WORK INSTRUCTION: Copy each line of the records that contains the word "yellow".

DATA PROVIDED:

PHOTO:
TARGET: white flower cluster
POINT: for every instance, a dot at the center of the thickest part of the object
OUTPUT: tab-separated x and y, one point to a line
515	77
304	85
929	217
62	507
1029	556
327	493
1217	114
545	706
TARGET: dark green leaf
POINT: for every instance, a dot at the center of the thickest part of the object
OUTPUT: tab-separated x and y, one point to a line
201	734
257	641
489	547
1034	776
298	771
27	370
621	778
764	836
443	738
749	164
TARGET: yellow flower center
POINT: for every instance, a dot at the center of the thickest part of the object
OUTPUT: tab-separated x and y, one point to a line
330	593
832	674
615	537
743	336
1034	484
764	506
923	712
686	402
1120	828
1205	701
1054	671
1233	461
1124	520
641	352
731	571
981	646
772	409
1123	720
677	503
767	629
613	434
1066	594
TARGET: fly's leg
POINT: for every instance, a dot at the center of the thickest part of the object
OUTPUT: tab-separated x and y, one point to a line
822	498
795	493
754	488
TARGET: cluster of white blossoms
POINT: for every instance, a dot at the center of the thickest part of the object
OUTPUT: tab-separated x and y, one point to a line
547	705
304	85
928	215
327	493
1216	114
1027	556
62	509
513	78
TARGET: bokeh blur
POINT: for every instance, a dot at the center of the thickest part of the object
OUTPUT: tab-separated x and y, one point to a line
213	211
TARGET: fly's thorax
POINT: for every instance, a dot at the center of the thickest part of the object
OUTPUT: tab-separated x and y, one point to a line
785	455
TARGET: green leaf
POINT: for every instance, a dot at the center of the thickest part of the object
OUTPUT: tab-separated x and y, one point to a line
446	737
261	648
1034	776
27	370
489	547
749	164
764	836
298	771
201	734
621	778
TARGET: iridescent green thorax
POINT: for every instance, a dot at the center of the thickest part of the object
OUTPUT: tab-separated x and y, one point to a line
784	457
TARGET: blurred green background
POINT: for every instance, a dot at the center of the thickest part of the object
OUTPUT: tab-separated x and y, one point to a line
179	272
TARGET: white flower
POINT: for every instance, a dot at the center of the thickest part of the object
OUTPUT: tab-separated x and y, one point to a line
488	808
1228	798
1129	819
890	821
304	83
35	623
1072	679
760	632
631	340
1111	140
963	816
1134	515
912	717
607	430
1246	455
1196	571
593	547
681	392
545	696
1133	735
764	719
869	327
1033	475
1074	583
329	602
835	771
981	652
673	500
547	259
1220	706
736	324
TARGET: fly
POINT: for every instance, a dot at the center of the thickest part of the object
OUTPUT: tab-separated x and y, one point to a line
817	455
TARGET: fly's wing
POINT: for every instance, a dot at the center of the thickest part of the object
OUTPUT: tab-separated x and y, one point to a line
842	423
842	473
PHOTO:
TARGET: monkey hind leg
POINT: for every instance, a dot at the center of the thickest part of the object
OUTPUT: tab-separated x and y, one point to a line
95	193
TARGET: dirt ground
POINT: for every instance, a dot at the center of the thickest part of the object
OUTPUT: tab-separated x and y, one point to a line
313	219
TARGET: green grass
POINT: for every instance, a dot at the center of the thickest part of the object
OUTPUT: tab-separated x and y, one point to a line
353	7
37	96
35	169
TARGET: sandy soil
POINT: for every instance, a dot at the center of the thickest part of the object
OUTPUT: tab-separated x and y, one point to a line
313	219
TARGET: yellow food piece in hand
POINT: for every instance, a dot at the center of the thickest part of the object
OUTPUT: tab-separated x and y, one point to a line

TASK SOLUTION:
TARGET: yellow flower center
TARGET: yellow food piece in hand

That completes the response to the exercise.